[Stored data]
-- start --

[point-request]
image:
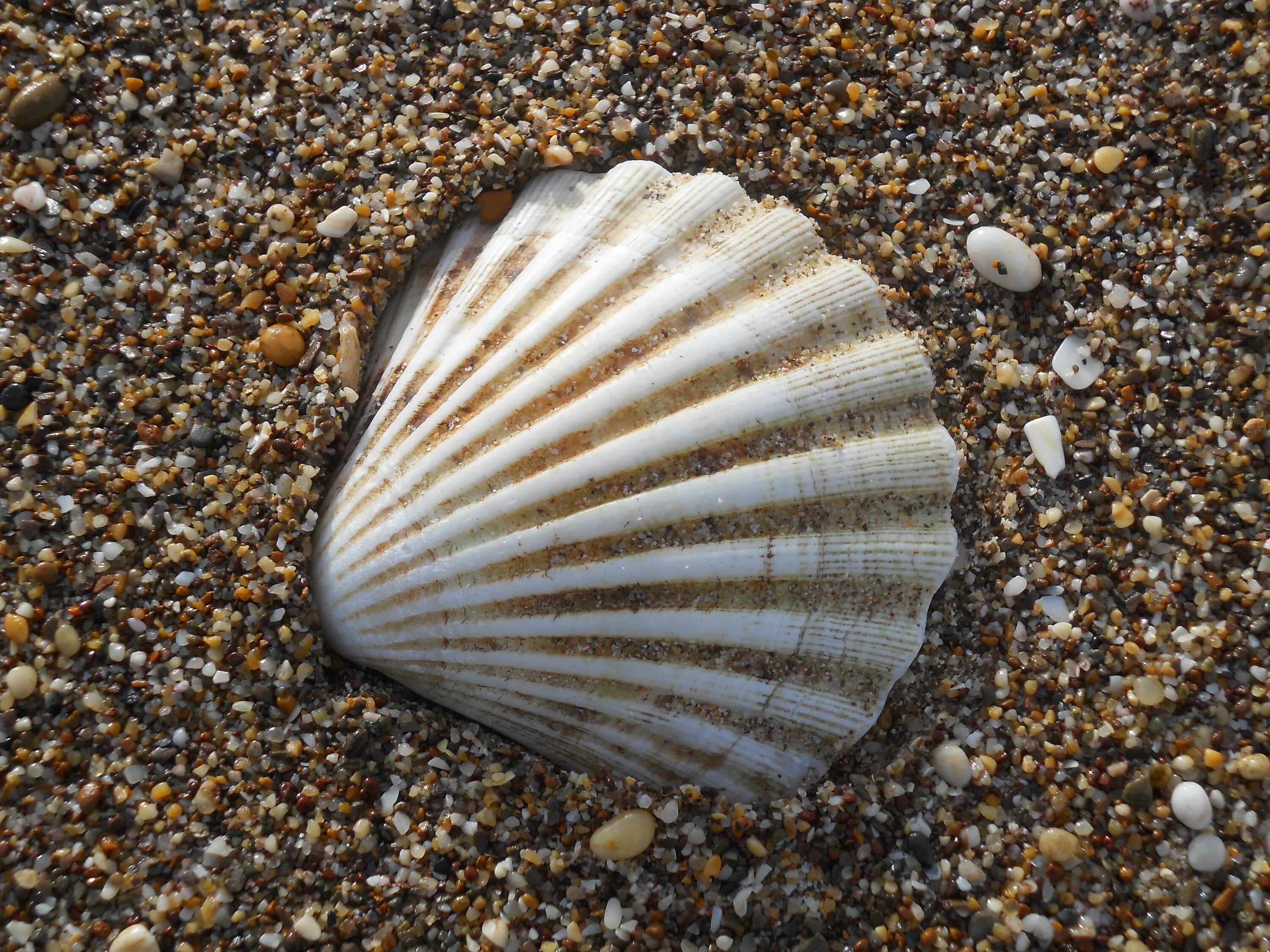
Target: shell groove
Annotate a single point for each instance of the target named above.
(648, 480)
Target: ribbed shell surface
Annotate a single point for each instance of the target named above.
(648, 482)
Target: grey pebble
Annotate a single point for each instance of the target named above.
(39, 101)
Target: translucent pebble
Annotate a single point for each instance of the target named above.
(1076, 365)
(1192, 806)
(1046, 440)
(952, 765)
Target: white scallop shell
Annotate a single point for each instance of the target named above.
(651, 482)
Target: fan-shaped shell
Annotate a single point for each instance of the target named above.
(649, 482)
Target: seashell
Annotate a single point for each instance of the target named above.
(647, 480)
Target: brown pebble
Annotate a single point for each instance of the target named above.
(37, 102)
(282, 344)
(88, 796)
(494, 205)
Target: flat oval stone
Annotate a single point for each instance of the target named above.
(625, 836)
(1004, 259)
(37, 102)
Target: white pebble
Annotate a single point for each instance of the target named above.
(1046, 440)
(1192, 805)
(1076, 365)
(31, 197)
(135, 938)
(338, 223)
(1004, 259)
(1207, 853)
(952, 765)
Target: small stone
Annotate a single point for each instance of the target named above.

-- end --

Rewrite all of the data above with "pebble" replaced by "rock" and everything else left as is. Leave the pictures out of your answer.

[point-request]
image:
Target: shell groove
Annotate a single point for each instance of the target named above.
(648, 480)
Target: ribbed shell surface
Annotate a single point for each instance of the target named above.
(648, 482)
Target: grey rock
Annotate a single point for each instance of the target named above.
(39, 101)
Target: translucent rock
Annotate a single point for each instance of the target named above.
(1076, 365)
(1192, 806)
(1046, 440)
(952, 765)
Target: white scallop shell
Annotate a single point for each instance of the target named above.
(651, 482)
Target: fan-shaped shell
Annotate a single point for each instance of the target named above.
(649, 482)
Target: seashell
Annotate a single point for each instance of the target named above.
(647, 480)
Target: brown rock
Annotate a single point for each instance of the target named above.
(37, 102)
(282, 344)
(88, 796)
(494, 205)
Target: flat oval stone
Annotate a single point for each instance of the target named above.
(625, 836)
(1004, 259)
(37, 102)
Target: white rock
Annotate a single point for each instance of the target named above.
(1046, 440)
(1192, 805)
(1076, 365)
(31, 197)
(135, 938)
(338, 223)
(1004, 259)
(1207, 853)
(952, 765)
Target: small stone
Annotate a single point for each instance of the target named above.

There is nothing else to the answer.